[PROBLEM STATEMENT] Copy the entries below exactly, but only from the line containing "Would you mind pointing at the rtva" through the final line.

*** MATERIAL FOR THIS EXERCISE

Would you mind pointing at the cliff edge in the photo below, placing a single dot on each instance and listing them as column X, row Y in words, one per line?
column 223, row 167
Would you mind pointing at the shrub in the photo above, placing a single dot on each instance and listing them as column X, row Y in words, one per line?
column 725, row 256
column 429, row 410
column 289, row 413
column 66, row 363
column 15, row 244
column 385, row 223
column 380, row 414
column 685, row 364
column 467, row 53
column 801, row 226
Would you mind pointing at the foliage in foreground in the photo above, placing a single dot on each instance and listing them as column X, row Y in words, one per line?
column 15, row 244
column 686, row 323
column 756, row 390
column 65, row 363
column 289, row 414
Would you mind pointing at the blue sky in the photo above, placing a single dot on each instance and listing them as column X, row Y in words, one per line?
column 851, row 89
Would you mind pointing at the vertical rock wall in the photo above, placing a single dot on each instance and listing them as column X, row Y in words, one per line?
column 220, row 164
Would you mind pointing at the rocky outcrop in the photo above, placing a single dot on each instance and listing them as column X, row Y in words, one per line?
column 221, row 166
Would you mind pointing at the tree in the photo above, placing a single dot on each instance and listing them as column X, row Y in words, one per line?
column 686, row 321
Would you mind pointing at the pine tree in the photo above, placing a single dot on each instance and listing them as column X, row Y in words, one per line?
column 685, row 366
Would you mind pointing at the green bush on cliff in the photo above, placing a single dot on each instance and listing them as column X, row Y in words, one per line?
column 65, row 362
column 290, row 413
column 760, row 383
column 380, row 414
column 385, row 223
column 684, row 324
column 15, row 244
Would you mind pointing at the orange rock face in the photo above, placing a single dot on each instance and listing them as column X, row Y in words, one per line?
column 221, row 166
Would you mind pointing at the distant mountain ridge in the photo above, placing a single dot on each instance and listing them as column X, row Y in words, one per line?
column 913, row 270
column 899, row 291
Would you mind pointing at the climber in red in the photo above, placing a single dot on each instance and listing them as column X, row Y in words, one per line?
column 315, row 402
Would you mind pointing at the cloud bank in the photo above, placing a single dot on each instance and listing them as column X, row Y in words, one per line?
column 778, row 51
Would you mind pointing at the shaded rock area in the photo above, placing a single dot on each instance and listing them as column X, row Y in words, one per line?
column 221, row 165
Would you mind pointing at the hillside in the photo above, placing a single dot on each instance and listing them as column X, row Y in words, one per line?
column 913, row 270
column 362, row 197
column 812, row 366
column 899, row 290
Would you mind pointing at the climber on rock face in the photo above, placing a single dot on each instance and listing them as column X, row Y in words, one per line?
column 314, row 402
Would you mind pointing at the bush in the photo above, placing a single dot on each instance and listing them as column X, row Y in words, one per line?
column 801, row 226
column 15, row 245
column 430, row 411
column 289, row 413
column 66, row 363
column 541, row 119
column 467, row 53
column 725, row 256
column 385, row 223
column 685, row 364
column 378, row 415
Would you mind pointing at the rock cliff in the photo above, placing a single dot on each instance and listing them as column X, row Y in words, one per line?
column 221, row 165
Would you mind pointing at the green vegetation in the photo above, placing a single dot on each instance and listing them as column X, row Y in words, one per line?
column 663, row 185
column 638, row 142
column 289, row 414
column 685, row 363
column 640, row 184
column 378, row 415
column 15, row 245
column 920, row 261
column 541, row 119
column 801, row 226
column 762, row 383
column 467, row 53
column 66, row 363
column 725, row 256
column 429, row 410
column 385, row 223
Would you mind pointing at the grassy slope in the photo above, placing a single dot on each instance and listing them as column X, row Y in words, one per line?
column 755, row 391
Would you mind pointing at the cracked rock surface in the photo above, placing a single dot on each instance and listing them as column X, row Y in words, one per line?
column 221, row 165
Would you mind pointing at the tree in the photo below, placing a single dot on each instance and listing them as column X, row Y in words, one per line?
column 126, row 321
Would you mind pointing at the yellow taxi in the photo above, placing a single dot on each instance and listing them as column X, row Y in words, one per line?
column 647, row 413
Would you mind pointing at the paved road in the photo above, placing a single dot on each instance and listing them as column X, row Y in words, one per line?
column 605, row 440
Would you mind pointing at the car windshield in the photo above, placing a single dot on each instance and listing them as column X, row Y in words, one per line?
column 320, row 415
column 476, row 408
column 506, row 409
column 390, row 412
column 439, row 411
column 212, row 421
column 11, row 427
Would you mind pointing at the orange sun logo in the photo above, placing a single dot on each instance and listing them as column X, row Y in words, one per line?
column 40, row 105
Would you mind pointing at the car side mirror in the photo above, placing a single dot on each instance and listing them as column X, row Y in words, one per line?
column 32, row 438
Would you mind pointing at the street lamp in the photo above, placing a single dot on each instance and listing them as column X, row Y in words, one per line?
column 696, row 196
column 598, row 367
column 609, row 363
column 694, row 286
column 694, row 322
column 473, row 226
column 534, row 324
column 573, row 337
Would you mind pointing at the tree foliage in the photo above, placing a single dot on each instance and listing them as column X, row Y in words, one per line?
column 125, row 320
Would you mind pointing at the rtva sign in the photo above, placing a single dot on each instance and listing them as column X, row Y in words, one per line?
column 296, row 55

******

[OUTPUT]
Would you mind pointing at the rtva sign in the photo above, placing a single dot on each instance and listing them as column X, row Y in words, one per line?
column 296, row 55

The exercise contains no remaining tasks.